Extracted data entries:

▬▬▬▬▬▬▬▬▬▬

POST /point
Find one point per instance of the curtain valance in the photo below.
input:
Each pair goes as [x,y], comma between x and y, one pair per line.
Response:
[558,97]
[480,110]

▬▬▬▬▬▬▬▬▬▬

Given request: Output the records above as a two-column CSV with the header row record_text,record_answer and one row per record. Each record's text and answer should go in its own double-quoted field, with line breaks replaced by spaces.

Task output:
record_text,record_answer
"POST /point Find one point per instance of the curtain valance in the photo below. input: Each pair goes as [x,y], comma between x and y, one pair per line. Response:","[558,97] [480,110]"